- Work instruction: Each line from the one containing "Target: black shoulder bag" to the end of the entries is to be repeated exactly, and no other line.

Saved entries
* * *
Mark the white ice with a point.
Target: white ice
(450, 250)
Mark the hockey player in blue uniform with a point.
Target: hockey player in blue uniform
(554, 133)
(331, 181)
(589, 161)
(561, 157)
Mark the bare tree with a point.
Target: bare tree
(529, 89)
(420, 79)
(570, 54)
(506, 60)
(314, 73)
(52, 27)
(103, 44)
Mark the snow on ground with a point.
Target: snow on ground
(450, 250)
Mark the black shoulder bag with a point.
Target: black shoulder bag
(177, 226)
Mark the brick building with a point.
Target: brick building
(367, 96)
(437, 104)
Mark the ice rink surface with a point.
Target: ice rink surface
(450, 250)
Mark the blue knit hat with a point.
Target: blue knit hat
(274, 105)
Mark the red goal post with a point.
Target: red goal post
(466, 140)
* * *
- Solution to this problem:
Target: black shoulder bag
(177, 226)
Mark the brick building with a point.
Target: brick building
(367, 96)
(437, 104)
Mark the ice rink surface with a point.
Target: ice rink surface
(450, 250)
Mark the blue knit hat with a point.
Target: blue knit hat
(274, 105)
Mark the red goal post with a point.
Target: red goal post
(466, 140)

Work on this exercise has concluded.